• **Предоставленный отрывок**:
«Мирозданью современный»

«Мирозданью современный»

Поэтические воззрения Ф. И. Тютчева

Судьба обошлась с поэтом Фёдором Ивановичем Тютчевым как ни с кем другим. Так и думается, что уже в силу этого ему отведено особое место в русской литературе. Искать предшественников нет смысла, да и с последователями не заладилось. Опять же подражание ему исключено – слишком сложен состав поэтического вещества, коим скреплён тютчевский словарь. Непохожесть не внешняя, а глубинная, уловимая и считываемая лишь сродством душ, редкостной созвучностью сердец – творца и внимающему ему.

Если поименовать поэтов пушкинской поры, то Фёдор Тютчев не окажется в их числе по ряду причин, а главная – значителен сам по себе, возможно, даже беспредельностью своей мысли длит Пушкина; и если в этом значении Лермонтов безоглядно трагичен, то Тютчев поражает внутренней силой, собранностью, заглядом при этом в разверстые бездны. Он земной, но весь устремлён к небесным высям, даром ли пребывал в «изумлении и восторге» Пушкин, когда впервые прочёл тютчевские строки. И радостно стал печатать в своём журнале неизвестного дотоле автора.

• **Задание A**:
Почему, согласно очерку о поэтических воззрениях Тютчева, подражание этому поэту исключено? Ответьте одним–тремя предложениями.
• **Задание B**:
Допишите очерк о поэтических воззрениях Тютчева, начиная сразу после его последнего предложения.

• **Записанные данные**:
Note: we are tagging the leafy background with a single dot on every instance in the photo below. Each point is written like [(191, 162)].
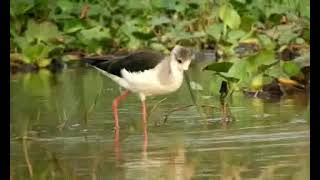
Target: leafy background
[(259, 40)]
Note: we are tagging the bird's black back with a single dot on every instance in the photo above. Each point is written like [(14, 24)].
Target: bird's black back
[(135, 62)]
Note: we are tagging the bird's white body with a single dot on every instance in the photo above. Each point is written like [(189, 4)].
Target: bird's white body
[(166, 77)]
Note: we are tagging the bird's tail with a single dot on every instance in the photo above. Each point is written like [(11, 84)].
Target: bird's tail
[(95, 61)]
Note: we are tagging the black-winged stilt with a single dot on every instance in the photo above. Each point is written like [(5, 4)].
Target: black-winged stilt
[(146, 73)]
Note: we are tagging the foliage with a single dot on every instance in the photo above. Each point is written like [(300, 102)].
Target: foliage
[(250, 35)]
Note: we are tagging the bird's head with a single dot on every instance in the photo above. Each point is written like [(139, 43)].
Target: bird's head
[(181, 56)]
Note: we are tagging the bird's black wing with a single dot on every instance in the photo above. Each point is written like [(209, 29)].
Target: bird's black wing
[(135, 62)]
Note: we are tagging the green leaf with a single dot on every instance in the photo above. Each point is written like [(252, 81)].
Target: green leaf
[(73, 25), (287, 36), (265, 57), (219, 66), (164, 4), (44, 62), (44, 31), (155, 21), (96, 33), (239, 70), (215, 31), (230, 16), (291, 68), (67, 6), (235, 35), (36, 52), (266, 42)]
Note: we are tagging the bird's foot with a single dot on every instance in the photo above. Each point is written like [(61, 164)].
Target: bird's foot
[(116, 128)]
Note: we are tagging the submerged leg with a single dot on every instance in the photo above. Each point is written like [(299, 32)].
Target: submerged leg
[(145, 130), (115, 104), (144, 112)]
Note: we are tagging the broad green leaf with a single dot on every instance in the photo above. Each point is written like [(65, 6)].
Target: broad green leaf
[(37, 52), (287, 36), (73, 25), (291, 68), (235, 35), (247, 21), (44, 62), (265, 57), (67, 6), (239, 70), (219, 66), (230, 16), (165, 4), (266, 42), (215, 30), (155, 21), (19, 7), (44, 31), (96, 33), (275, 72)]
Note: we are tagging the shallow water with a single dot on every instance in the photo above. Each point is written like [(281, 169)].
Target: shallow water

• **Ответ к заданию A**:
Подражание Тютчеву исключено, потому что слишком сложен состав поэтического вещества, которым скреплён его словарь. Его непохожесть не внешняя, а глубинная: её можно уловить лишь через сродство душ и созвучность сердец творца и того, кто ему внимает.

• **Ответ к заданию B**:
Дворянская усадьба Овстуг Брянского уезда Орловской губернии – отправная точка поэта и одновременно возвратный пункт, куда его всегда тянет. Овстуг!.. Даром ли здесь ещё в языческую пору сменяли друг друга славянские племена северян, вятичей и родимичей, само название села от них: «стуг» – стоянка, поселение. А мне слышится перекликом родное, степняцкое, казачье – стан, становище, станица.

«Овстуг» – знакомая, старая стоянка. Уже в самом звучании, а тем более в понятийной разгадке этого слова, обозначения, видится нечто искомое, определяемое смыслом и провидением. Собственно так, как и происходит чаще всего в стихах Тютчева.

 

В разлуке есть высокое значенье:

Как ни люби, хоть день один, хоть век,

Любовь есть сон, а сон – одно мгновенье,

И рано ль, поздно ль пробужденье,

А должен наконец проснуться человек…

 

Родовое гнездо становится местом силы. И кто знает, не отсюда ли неистребимая любовь Фёдора Тютчева к державной России, вера в то, что ей назначено соединить славянские народы в одно целое под православным знаменем? Там было детство с матушкой Екатериной Львовной, побуждавшей постигать мир и себя в нём, а также с нежно опекавшим его и впоследствии дядькой Хлоповым, конечно, стоит быть упомянут и домашний учитель Семён Раич, сам поэт-переводчик, пестовавший литературный дар своего воспитанника.

Осенью 1819 года в неполные шестнадцать лет Фёдор Тютчев поступает на словесное отделение Московского университета. Литературные интересы становятся главными, присуще ему и политическое свободомыслие. Окончен университет со степенью кандидата словесных наук, и в начале 1822 года он поступает на службу в коллегию иностранных дел. А вскоре оказывается чиновником при русской дипломатической миссии в Мюнхене… Зарубежный период продлится 22 года. Каково это было Тютчеву? Обронил в одном из писем, что тяжело «существование человека без родины».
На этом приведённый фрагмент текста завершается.